* Brano da leggere
+++

DOC
La Cina, l’Università di Pennsylvania e la denuncia che inguaia Hunter e Joe Biden
Una ragnatela di finaziamenti anonimi provenienti dalla Cina, il tentativo di “turbare gli equilibri democratici”, pesanti infiltrazioni nel mondo accademico della Pennsylvania – Stato ora al centro dei presunti brogli elettorali – e un enigmatico “progetto Truman” avrebbero caratterizzato l’attività politica del senatore dem appena proclamato presidente. E’ quanto si desume da un’articolata denuncia inoltrata da un organismo di vigilanza americano – il National Legal and Policy Center – firmata dal Senior Fellow della Conferenza Amministrativa degli Stati Uniti Paul D. Kamenar e indirizzata alla Divisione Sicurezza Nazionale del FARA, che tra le altre gestisce l’archivio degli agenti che operano sul territorio americano per conto di altri Stati.
“I Biden sono agenti che agiscono per conto di un Paese straniero”
Il 31 ottobre scorso – poco più di una settimana fa – Kamenar denunciava a John C. Demers, Assistente Procuratore Generale per la sicurezza nazionale, una serie di problematiche e ingerenze politiche che dopo la proclamazione da parte dei media della controversa vittoria di Biden, non possono che assumere contorni inquietanti. “Caro Signor Demers – scrive Kamenar – il National Legal and Policy Center (NLPC) presenta questa denuncia contro Hunter Biden, il Truman National Security Project, l’Università della Pennsylvania e la sua Penn Biden Center for Diplomacy and Global Engagement, perché c’è ragione di credere che uno o più di loro o dei loro agenti potrebbero non essere riusciti a registrarsi come agente straniero sotto il Foreign Agent Registration Act per quanto riguarda le loro attività politiche per conto di un paese straniero”. I Biden avrebbero cioè svolto attività di “cospirazione”, si legge più avanti, per conto della Cina e dell’Ucraina di Poroshenko e contro l’equilibrio democratico degli Stati Uniti, intascando somme importanti e focalizzandosi sull’obiettivo di una elezione alle presidenziali che doveva avvenire a tutti i costi per conto dei padroni di Pechino e nell’interesse specifico dei magnati ucraini del gas legati a doppio filo ad Hunter Biden. Voti o non voti.
Il “cachet” di quasi un milione per l’apparizione di Joe Biden e i reati contestati ad Hunter e soci
“NLPC – prosegue il funzionario – richiede perciò un’indagine completa di questa materia, che riteniamo possa portare ad altre violazioni civili o penali della legge federale, tra cui cospirazione, riciclaggio di denaro, evasione fiscale e frode telematica, che potrebbe essere state commesse da Hunter Biden e dai suoi soci, compreso suo zio James Biden, e suo padre Joe Biden”. Buona parte del tutto – riferisce il documento di 13 pagine di cui siamo entrati in possesso – circostanziato in un denuncia al Dipartimento della Pubblica Istruzione datata 25 maggio, in cui veniva chiesta un’indagine sulla ricezione di 67 milioni in donazioni anonime provenienti dalla Cina, indirizzate all’Università della Pennsylvania e avvenute dal 2017 al 2019″. Una, la più cospicua, di 14,5 milioni, del 29 maggio 2018. “Alcuni fondi – scrive ancora Kamenar – sono stati probabilmente incanalati al suo Penn Biden Center for Diplomacy & Global Engagement per pagare Joe Biden circa 900.000 dollari per alcune apparizioni che ha fatto prima di annunciare la suo candidatura alla presidenza il 25 aprile 2019″.

+++

* Materiale fornito
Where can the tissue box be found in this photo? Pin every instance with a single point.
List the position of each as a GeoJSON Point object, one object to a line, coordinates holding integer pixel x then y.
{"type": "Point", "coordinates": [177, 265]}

+++

Rispondi in breve a queste domande sul brano:
(a) In che giorno Kamenar ha mandato la denuncia a John C. Demers?
(b) Di quanto era la donazione più grande arrivata dalla Cina all'Università della Pennsylvania, e di che data?
(c) Quando Joe Biden ha annunciato la sua candidatura alla presidenza?
Le righe sono un materiale a sé, separato dal brano.

* Risposta attesa
(a) Il 31 ottobre.
(b) Di 14,5 milioni, del 29 maggio 2018.
(c) Il 25 aprile 2019.